— BEGIN PROVIDED PASSAGE —

Greatest hits album by Lynyrd Skynyrd
- Released: December 1979
- Recorded: 1972–1977
- Genre: Southern rock, boogie rock
- Length: 84:09
- Label: MCA

Lynyrd Skynyrd chronology
| Skynyrd's First and... Last (1978) | Gold & Platinum (1979) | Best of the Rest (1982) |

Alternate cover

= Gold & Platinum =

Gold & Platinum is a 2-disc best of/hits compilation by Lynyrd Skynyrd. It was released in 1979. The compilation spans their peak years from 1972–1977.

The album contains three live tracks from the band's critically acclaimed One More from the Road: "Gimme Three Steps", "I Ain't the One", and "Free Bird".

An Alternate version of the album, with different artwork and the title The Very Best of, substituted the original 1973 studio recording (from (Pronounced 'Lĕh-'nérd 'Skin-'nérd)) of "Free Bird" (timed at 9:08) for the much longer live track (timed at 14:10).

The album was certified Gold on March 25, 1980, Platinum on August 18, 1980, and 3× Platinum on July 21, 1987, by the RIAA.

Professional ratings
Review scores
| Source | Rating |
| Allmusic | Star |
| Christgau's Record Guide | A |
| Record Mirror | Star |

==Track listing==

Disc 1
| No. | Title | Writer(s) | Source | Length |
|---|---|---|---|---|
| 1. | "Down South Jukin'" | Gary Rossington, Ronnie Van Zant | Skynyrd's First and... Last (1978) | 02:12 |
| 2. | "Saturday Night Special" | Ed King, Van Zant | Nuthin' Fancy (1975) | 05:08 |
| 3. | "Gimme Three Steps (Live)" (Not on Alternate) | Allen Collins, Van Zant | One More from the Road (1976), recorded 7/9/1976 at the Fox Theatre in Atlanta, Georgia | 05:00 |
| 4. | "What's Your Name" | Rossington, Van Zant | Street Survivors | 03:31 |
| 5. | "You Got That Right" | Steve Gaines, Van Zant | Street Survivors | 03:46 |
| 6. | "Gimme Back My Bullets" | Rossington, Van Zant | Gimme Back My Bullets (1976) | 03:28 |
| 7. | "Sweet Home Alabama" | King, Rossington, Van Zant | Second Helping (1974) | 04:44 |
| 8. | "Free Bird (Live)" (Alternate: Free Bird (9:08)) | Collins, Van Zant | One More from the Road (1976), recorded 7/8/1976 at the Fox Theatre in Atlanta, Georgia | 14:10 |
| Total length: |  |  |  | 41:59 |

Disc 2
| No. | Title | Writer(s) | Source | Length |
|---|---|---|---|---|
| 1. | "That Smell" | Collins, Van Zant | Street Survivors (1977) | 05:47 |
| 2. | "On the Hunt" | Collins, Van Zant | Nuthin' Fancy (1975) | 05:25 |
| 3. | "I Ain't the One (Live)" (Not on Alternate) | Rossington, Van Zant | One More from the Road (1976), recorded 7/8/1976 at the Fox Theatre in Atlanta, Georgia | 03:17 |
| 4. | "Whiskey Rock-a-Roller" | King, Billy Powell, Van Zant | Nuthin' Fancy (1975) | 04:23 |
| 5. | "Simple Man" | Rossington, Van Zant | (Pronounced 'Lĕh-'nérd 'Skin-'nérd) (1973) | 05:57 |
| 6. | "I Know a Little" | Gaines | Street Survivors (1977) | 03:28 |
| 7. | "Tuesday's Gone" | Collins, Van Zant | (Pronounced 'Lĕh-'nérd 'Skin-'nérd) (1973) | 07:32 |
| 8. | "Comin' Home" | Collins, Van Zant | Skynyrd's First and... Last (1978) | 05:30 |
| Total length: |  |  |  | 41:19 |

==Personnel==
- Ronnie Van Zant - vocals
- Gary Rossington - guitars
- Allen Collins - guitars
- Ed King - guitars, bass (13, 15)

— END PROVIDED PASSAGE —

DIRECTIVE 1:
List every source named in the review scores table of the Gold & Platinum article.
DIRECTIVE 2:
Reproduce everything in the Gold & Platinum article from "An Alternate version" down to "(timed at 14:10).".
DIRECTIVE 3:
Render this sentence from the Gold & Platinum article in Spanish: "The compilation spans their peak years from 1972–1977."
The records that follow are separate material and unrelated to the Gold & Platinum article.

— BEGIN STORED RECORDS —

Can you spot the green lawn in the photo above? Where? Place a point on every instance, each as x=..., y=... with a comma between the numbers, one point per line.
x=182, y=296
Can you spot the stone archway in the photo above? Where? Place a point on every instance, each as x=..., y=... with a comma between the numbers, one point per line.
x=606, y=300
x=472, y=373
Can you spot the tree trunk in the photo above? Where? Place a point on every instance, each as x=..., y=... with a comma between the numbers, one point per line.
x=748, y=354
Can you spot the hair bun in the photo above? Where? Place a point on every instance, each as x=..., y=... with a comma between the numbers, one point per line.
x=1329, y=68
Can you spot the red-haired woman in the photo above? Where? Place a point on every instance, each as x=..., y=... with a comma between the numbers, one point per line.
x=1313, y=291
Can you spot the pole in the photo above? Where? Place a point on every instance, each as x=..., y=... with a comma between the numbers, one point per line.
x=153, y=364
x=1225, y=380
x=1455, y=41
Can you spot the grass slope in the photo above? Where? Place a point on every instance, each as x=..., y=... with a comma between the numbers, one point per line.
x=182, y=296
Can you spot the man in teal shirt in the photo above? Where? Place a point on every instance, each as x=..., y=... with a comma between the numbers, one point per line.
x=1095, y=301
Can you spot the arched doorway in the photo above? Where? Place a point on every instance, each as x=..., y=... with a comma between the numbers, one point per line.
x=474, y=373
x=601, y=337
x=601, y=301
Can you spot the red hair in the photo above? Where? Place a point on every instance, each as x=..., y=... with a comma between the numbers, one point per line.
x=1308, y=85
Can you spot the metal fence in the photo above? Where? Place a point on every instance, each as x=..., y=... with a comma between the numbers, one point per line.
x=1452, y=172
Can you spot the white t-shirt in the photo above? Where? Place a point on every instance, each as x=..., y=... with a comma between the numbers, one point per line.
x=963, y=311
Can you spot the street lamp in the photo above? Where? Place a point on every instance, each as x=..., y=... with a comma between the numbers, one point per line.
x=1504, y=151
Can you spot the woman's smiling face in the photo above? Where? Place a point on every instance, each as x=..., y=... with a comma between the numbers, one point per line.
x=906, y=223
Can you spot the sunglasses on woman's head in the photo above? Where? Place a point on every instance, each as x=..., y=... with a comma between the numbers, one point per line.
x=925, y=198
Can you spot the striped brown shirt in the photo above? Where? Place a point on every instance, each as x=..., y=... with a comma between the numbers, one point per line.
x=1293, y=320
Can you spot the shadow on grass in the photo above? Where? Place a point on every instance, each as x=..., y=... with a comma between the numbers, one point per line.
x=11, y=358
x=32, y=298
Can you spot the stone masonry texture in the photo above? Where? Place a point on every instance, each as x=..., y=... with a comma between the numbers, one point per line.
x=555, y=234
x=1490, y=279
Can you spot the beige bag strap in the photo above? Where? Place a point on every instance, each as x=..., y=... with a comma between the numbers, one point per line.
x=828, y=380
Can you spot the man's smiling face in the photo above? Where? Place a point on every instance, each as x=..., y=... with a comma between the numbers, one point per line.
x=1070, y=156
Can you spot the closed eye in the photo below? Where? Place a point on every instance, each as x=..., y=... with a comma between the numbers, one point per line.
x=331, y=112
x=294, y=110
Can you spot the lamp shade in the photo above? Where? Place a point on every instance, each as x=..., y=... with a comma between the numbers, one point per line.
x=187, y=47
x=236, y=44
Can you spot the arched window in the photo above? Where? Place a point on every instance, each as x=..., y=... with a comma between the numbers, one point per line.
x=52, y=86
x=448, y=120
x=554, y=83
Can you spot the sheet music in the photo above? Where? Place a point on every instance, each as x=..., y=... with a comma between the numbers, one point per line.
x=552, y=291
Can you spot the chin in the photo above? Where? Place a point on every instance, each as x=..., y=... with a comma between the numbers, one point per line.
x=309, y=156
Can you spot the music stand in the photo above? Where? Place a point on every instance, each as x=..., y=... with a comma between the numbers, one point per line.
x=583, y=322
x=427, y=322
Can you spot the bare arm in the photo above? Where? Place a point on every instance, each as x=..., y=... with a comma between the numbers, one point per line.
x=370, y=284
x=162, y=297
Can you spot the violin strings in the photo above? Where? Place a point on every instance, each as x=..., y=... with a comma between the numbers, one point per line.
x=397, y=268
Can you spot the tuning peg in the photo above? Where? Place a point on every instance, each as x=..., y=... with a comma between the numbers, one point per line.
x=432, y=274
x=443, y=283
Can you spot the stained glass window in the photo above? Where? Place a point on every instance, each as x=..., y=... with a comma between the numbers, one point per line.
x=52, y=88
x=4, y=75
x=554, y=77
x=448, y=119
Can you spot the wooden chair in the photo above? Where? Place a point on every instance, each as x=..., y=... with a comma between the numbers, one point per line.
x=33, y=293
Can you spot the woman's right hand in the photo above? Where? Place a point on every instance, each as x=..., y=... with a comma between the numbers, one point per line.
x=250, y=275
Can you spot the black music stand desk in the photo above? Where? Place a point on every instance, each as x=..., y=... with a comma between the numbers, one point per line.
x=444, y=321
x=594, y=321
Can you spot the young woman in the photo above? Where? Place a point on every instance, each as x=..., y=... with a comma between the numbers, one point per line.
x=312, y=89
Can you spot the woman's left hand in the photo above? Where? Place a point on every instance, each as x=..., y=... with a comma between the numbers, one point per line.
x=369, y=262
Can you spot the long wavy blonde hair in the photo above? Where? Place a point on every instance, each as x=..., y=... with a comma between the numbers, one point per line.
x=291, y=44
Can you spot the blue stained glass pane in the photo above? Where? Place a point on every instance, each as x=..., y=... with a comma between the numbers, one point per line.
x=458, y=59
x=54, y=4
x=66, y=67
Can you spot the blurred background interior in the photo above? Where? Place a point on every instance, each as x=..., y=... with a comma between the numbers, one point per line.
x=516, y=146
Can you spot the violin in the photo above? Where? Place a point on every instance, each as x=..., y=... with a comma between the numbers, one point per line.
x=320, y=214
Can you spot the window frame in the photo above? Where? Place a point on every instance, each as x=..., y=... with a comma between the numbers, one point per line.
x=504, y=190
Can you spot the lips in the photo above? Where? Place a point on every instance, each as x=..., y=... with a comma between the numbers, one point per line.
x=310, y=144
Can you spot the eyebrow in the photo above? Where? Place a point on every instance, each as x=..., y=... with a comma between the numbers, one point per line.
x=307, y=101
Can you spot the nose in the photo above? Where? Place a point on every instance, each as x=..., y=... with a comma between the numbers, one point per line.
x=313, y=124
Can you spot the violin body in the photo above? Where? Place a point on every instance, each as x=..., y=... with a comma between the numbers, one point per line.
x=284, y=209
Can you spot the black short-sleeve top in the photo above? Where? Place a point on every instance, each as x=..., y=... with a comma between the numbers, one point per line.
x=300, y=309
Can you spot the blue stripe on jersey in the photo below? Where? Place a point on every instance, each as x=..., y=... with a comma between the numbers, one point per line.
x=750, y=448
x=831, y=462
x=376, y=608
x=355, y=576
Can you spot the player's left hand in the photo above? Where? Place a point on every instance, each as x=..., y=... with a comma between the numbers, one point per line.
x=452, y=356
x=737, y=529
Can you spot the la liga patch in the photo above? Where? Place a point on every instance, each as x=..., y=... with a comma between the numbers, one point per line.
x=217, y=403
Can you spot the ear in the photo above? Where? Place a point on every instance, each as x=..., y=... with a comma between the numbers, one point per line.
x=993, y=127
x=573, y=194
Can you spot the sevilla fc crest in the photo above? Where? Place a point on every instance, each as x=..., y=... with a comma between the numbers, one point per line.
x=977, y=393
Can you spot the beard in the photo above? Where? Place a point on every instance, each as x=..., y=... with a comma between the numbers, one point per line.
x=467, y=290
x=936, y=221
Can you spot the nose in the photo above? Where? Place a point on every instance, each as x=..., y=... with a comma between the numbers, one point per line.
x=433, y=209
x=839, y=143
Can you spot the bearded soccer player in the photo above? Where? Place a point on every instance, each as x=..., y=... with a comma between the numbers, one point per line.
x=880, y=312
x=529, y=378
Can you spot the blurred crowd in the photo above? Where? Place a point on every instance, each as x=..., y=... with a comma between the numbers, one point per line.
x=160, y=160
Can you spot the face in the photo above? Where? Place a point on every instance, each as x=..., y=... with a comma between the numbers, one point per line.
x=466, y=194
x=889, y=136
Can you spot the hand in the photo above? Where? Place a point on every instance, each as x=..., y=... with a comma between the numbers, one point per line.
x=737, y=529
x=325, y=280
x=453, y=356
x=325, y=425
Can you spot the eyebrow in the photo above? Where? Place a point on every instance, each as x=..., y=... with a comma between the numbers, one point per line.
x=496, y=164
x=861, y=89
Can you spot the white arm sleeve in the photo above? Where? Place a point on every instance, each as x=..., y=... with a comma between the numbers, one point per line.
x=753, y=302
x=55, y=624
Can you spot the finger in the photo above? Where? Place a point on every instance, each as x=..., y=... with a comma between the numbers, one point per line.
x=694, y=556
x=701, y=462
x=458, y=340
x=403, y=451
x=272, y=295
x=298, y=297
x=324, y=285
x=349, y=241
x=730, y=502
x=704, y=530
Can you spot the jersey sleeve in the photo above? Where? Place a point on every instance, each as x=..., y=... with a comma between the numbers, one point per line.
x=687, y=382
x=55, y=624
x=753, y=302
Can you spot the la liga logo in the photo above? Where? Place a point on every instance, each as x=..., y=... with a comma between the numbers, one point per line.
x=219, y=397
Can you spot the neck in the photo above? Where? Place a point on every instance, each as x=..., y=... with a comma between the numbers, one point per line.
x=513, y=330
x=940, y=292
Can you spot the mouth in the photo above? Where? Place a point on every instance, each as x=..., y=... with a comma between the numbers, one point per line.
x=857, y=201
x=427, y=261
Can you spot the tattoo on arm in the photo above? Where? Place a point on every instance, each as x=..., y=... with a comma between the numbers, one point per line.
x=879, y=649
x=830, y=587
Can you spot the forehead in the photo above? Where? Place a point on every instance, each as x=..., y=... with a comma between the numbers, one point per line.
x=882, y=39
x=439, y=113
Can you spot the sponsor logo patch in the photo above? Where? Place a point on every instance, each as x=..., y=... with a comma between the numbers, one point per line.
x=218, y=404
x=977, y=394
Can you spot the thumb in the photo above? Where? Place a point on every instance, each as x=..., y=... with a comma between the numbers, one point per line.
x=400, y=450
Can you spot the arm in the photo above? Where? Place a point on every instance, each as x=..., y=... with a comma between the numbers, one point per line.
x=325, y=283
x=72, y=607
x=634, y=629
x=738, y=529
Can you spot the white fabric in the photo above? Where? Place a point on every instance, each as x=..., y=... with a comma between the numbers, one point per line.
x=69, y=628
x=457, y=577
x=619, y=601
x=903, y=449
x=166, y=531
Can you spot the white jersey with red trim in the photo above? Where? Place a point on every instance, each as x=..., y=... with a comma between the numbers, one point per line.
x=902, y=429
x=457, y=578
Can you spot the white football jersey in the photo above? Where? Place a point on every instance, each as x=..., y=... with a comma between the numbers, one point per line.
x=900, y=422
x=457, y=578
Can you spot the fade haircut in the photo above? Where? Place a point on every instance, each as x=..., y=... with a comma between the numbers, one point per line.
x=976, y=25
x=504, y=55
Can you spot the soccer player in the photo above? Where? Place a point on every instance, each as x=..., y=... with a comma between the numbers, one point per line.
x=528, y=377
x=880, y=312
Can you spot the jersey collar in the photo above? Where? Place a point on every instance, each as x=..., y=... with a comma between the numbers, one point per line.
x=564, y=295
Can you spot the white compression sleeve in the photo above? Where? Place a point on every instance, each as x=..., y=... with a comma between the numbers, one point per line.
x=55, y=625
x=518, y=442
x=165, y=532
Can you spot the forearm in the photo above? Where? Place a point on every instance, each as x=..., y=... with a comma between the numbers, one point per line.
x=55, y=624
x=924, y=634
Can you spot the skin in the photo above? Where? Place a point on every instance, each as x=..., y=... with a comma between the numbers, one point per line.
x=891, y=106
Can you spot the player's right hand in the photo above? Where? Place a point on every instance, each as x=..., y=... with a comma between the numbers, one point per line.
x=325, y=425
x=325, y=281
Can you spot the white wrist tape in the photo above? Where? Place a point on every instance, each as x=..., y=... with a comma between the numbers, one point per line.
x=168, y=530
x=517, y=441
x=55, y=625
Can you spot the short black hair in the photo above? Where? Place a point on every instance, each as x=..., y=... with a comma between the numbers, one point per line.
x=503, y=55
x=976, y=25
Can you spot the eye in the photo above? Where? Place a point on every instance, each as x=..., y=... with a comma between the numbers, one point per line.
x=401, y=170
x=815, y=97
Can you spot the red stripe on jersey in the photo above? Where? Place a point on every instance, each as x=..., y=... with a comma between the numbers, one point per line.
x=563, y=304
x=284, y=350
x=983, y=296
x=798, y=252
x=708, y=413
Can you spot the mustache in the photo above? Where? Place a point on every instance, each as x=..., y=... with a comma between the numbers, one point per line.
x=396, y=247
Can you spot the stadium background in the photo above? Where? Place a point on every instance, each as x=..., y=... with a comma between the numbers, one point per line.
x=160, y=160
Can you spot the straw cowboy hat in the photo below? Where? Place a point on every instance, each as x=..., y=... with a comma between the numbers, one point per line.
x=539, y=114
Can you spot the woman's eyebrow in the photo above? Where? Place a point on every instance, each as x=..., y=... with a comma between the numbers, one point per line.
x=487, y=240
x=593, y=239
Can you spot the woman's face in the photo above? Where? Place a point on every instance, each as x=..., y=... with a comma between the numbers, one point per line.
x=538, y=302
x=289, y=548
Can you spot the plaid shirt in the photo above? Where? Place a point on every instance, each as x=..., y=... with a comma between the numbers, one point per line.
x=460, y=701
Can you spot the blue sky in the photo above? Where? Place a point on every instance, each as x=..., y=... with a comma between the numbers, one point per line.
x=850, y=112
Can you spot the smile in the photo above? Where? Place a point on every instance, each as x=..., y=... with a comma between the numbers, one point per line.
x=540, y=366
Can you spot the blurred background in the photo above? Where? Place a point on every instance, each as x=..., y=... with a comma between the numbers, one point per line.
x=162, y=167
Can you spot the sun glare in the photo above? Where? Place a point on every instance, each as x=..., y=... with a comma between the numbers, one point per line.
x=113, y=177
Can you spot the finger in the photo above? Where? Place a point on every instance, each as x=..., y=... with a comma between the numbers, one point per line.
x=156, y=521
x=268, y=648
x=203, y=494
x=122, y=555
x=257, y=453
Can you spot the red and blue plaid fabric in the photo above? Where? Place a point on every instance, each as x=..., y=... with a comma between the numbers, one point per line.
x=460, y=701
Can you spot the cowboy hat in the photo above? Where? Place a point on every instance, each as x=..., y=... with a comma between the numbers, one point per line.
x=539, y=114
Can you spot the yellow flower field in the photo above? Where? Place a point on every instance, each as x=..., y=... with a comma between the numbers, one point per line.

— END STORED RECORDS —

EXPECTED ANSWER 1:
Allmusic
Christgau's Record Guide
Record Mirror

EXPECTED ANSWER 2:
An Alternate version of the album, with different artwork and the title The Very Best of, substituted the original 1973 studio recording (from (Pronounced 'Lĕh-'nérd 'Skin-'nérd)) of "Free Bird" (timed at 9:08) for the much longer live track (timed at 14:10).

EXPECTED ANSWER 3:
La recopilación abarca sus años de apogeo, de 1972 a 1977.